When you reach the line containing "Query: white bucket hat", stop after it; until then, copy each line of the listing exactly, starting with the first.
----------------------------------------
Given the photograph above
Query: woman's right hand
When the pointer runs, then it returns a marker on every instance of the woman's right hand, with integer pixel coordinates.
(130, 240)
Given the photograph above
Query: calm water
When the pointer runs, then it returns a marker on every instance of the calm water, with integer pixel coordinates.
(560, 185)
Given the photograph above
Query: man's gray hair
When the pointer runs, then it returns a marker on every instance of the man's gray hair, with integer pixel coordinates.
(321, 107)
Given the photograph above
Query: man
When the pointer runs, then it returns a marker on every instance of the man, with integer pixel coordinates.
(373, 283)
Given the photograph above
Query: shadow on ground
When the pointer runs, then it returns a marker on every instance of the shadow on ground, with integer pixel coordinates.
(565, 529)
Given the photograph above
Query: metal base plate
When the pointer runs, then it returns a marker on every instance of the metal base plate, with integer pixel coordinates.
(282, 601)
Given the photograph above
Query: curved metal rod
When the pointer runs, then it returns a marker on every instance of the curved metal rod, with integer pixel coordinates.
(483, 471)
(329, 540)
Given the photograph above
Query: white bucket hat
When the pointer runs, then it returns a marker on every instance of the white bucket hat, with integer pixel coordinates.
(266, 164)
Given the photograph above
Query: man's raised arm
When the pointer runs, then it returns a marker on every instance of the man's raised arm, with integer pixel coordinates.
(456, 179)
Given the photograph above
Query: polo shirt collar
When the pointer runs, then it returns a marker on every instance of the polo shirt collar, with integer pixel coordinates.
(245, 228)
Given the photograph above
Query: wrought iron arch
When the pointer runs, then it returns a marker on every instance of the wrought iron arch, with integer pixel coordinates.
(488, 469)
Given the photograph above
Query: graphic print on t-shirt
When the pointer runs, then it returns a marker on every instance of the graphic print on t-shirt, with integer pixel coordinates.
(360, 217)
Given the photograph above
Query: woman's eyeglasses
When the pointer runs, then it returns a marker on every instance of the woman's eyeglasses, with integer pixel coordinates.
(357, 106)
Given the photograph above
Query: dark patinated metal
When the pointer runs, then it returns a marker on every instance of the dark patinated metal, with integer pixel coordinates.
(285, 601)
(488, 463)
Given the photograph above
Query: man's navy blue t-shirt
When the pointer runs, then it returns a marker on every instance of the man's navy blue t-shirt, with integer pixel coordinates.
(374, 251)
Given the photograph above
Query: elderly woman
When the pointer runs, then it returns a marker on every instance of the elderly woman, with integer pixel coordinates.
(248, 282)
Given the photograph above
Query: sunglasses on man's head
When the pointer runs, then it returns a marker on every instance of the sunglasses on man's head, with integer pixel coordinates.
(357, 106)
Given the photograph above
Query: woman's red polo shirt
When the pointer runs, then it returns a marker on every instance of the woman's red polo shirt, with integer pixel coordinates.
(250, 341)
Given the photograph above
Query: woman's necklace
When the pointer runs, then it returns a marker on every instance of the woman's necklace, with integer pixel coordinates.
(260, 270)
----------------------------------------
**WRITTEN RESPONSE:**
Given the photograph above
Query: woman's right hand
When the pointer runs, then it returns a marker on every instance of the woman's right hand, with integer pixel coordinates.
(130, 240)
Given the photograph above
Query: calm water
When the pointer runs, then it returns a marker on every instance of the calm water, with integer pixel coordinates.
(560, 185)
Given the photograph above
Query: man's gray hair
When the pointer runs, then it returns a marker on every instance of the man's gray hair, with integer pixel coordinates.
(321, 107)
Given the photograph above
Query: man
When the pointer runs, then it returns a marker on every instance of the man, with integer pixel coordinates.
(373, 283)
Given the photograph above
Query: shadow on ground
When the pointer runs, then it returns a marker on every instance of the shadow on ground, with integer pixel coordinates.
(565, 529)
Given the photograph above
Query: metal base plate
When the pointer runs, then it returns a marker on every instance of the metal base plate, with integer pixel coordinates.
(282, 601)
Given the photograph above
Query: curved metal rod
When the pointer runs, then it returns a marker on every instance of the curved metal rod, with integer pixel coordinates.
(483, 471)
(329, 540)
Given the photograph above
Query: white bucket hat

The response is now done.